### Problem to solve
Leave out all images and set down the records exactly as given.

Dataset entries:
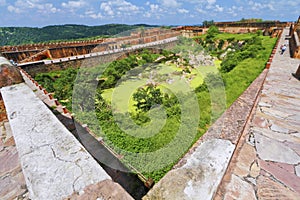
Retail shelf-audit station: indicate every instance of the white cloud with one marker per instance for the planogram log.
(170, 3)
(119, 7)
(11, 8)
(219, 8)
(260, 6)
(74, 4)
(37, 5)
(211, 2)
(201, 11)
(2, 2)
(183, 11)
(154, 7)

### Task response
Retail shelf-audit station: indicate every instance of the white cloud with one marker per instance for the planogram log.
(170, 3)
(119, 7)
(11, 8)
(219, 8)
(260, 6)
(74, 4)
(37, 5)
(211, 2)
(201, 11)
(2, 2)
(183, 11)
(154, 7)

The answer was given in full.